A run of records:
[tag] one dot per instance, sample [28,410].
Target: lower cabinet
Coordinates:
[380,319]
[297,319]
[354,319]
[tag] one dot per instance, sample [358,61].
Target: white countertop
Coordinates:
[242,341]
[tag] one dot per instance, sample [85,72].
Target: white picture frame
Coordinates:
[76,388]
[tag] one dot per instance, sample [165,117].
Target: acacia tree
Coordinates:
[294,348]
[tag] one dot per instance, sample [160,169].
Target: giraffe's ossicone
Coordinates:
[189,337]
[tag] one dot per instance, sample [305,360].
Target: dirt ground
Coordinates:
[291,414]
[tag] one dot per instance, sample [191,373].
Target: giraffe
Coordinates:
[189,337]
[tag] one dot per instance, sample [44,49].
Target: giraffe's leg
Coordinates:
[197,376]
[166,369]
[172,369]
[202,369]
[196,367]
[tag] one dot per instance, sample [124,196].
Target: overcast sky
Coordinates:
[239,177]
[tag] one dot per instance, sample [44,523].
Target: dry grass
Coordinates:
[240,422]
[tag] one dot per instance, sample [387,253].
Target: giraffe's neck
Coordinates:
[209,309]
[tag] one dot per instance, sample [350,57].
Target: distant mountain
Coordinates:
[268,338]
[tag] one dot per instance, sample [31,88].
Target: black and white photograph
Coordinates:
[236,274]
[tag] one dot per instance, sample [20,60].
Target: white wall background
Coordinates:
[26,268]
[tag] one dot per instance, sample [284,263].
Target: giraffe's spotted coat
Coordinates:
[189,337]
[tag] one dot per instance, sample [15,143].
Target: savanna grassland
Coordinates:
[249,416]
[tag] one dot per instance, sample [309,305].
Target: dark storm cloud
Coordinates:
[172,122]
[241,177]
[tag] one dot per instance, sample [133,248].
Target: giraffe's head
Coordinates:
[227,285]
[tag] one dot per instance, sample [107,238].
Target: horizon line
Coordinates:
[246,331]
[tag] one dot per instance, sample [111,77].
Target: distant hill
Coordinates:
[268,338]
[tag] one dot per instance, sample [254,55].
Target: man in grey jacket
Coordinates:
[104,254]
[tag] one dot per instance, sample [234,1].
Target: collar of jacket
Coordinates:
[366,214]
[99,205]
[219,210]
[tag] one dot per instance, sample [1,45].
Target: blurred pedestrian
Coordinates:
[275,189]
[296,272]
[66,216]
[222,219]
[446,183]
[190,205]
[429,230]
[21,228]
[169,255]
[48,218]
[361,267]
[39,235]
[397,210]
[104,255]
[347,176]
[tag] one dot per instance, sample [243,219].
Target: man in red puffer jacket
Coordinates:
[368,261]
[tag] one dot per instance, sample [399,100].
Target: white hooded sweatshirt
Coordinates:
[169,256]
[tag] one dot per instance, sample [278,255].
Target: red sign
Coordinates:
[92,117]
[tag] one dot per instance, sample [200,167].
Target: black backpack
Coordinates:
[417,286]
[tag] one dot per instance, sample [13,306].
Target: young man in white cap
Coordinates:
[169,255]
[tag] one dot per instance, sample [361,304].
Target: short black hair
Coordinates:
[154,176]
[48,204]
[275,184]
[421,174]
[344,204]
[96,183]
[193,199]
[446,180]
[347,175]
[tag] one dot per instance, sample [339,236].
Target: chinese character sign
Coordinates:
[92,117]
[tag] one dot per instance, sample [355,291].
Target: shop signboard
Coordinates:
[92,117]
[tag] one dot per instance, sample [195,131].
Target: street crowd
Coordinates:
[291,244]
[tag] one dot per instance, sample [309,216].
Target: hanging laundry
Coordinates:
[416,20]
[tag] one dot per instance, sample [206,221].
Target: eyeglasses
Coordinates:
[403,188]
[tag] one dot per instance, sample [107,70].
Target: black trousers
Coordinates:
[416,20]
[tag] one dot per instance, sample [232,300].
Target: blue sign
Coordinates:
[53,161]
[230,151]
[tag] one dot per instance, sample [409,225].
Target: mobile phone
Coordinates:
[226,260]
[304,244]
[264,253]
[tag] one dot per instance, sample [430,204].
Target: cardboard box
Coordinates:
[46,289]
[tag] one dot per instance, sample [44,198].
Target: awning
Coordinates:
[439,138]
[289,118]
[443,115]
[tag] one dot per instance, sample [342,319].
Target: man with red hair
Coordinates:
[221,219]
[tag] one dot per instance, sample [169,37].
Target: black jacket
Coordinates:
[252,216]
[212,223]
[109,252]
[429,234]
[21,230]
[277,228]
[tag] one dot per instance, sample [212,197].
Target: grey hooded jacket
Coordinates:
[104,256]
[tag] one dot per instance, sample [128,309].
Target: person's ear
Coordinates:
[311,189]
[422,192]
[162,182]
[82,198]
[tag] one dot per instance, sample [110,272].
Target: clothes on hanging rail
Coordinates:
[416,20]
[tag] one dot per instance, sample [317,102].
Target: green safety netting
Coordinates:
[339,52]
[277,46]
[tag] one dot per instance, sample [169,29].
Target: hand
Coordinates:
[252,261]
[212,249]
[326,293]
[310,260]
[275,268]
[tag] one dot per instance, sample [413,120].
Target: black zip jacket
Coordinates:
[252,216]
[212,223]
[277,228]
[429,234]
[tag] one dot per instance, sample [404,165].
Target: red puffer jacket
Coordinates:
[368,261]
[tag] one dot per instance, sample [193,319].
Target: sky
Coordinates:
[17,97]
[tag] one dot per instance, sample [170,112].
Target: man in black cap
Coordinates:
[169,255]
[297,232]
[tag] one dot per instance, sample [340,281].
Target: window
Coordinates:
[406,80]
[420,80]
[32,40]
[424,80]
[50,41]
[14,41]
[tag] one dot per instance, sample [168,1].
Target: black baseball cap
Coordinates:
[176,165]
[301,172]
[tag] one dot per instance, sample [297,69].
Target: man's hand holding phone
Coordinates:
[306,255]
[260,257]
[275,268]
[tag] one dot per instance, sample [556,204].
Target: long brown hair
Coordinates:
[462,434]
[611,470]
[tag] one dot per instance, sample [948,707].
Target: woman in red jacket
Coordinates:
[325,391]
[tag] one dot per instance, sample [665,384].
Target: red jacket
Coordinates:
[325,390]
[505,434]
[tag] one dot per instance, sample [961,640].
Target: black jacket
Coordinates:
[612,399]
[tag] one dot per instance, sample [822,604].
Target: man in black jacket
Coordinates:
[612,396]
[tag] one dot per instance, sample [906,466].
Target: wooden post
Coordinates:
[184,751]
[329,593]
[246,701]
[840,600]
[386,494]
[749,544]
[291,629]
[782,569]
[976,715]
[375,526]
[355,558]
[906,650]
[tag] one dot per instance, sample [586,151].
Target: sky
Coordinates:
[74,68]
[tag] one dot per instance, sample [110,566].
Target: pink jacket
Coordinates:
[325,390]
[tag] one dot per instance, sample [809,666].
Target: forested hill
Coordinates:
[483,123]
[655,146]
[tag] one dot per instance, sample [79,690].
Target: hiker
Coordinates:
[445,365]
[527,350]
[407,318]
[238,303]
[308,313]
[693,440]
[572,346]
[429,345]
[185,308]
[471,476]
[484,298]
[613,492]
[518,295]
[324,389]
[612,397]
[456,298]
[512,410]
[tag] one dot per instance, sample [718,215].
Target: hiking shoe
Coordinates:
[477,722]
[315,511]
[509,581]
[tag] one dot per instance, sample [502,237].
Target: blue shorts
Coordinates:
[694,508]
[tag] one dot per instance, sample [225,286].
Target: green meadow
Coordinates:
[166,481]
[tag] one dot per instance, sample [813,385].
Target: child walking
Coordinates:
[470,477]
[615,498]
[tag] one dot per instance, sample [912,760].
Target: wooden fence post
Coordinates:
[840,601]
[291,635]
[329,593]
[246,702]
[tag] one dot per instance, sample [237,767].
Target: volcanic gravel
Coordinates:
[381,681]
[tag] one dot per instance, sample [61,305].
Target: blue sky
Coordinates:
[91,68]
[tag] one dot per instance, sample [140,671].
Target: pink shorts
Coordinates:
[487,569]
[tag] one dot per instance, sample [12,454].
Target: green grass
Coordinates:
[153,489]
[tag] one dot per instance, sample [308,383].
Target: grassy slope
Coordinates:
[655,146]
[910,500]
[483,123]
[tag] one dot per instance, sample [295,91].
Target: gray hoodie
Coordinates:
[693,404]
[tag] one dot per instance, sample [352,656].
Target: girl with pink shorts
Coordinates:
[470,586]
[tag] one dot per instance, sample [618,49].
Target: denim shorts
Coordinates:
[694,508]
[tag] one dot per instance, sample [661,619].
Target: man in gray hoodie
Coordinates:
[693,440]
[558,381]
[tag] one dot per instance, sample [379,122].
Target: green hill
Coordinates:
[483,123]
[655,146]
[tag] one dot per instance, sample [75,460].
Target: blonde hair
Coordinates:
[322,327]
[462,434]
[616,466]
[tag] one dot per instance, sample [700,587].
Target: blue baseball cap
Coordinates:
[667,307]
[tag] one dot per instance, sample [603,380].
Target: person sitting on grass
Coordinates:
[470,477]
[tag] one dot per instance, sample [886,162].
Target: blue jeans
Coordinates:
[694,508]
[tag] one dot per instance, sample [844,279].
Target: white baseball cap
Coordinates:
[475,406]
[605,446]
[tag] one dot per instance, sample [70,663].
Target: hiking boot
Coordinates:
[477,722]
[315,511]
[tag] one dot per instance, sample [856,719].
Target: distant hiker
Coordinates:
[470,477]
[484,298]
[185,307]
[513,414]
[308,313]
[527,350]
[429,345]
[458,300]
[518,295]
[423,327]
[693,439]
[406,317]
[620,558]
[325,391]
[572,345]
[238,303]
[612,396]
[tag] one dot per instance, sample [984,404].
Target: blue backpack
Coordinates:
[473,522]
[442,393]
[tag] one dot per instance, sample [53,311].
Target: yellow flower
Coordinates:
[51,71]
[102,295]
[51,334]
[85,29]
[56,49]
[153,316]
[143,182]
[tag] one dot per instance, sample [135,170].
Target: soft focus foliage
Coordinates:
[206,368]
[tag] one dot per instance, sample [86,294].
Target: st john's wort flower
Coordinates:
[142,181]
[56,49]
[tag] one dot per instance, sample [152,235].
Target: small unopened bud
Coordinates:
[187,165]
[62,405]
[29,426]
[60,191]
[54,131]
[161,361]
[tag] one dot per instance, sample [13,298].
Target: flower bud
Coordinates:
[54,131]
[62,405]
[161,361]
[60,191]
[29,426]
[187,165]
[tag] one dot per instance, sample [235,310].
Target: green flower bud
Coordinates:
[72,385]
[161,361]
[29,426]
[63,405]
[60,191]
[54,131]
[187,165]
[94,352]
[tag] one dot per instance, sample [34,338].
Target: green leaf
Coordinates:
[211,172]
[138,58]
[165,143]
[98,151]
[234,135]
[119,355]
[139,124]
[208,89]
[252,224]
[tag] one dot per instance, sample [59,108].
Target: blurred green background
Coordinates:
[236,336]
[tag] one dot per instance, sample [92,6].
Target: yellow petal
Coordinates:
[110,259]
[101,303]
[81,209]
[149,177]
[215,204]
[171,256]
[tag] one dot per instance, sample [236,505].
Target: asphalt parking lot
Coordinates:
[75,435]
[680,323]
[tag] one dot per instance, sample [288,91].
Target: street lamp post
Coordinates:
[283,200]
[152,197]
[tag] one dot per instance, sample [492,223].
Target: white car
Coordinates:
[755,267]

(GOAL OF THE EXERCISE): Locate the line with "[tag] one dot per instance, sample [152,235]." in the entries above; extract it and every line after it, verbatim.

(ANSWER TO THIS PROBLEM):
[tag] one dot per instance, sample [152,235].
Target: small unopened bud
Coordinates:
[187,165]
[62,405]
[29,426]
[60,191]
[54,131]
[161,361]
[tag] one dot per instance, sample [13,298].
Target: flower bud
Coordinates:
[54,131]
[62,405]
[161,361]
[60,191]
[29,426]
[187,165]
[tag] one dot per instance, sample [235,310].
Target: green flower bud
Coordinates:
[72,385]
[161,361]
[29,426]
[63,405]
[60,191]
[54,131]
[187,165]
[94,352]
[tag] one dot per instance, sample [34,338].
Target: green leaf
Coordinates:
[211,172]
[138,58]
[165,143]
[98,151]
[234,135]
[119,355]
[139,124]
[208,89]
[252,224]
[tag] one dot per instance, sample [59,108].
Target: blurred green background
Coordinates:
[236,336]
[tag] one dot per instance, sample [92,6].
Target: yellow petal
Coordinates:
[110,259]
[101,303]
[81,209]
[149,177]
[215,204]
[171,256]
[tag] one dot per instance, sample [236,505].
Target: asphalt parking lot
Coordinates:
[75,435]
[680,323]
[tag] one dot per instance, sample [288,91].
Target: street lamp post
Coordinates:
[283,200]
[152,197]
[tag] one dot per instance, sample [492,223].
Target: white car
Coordinates:
[755,267]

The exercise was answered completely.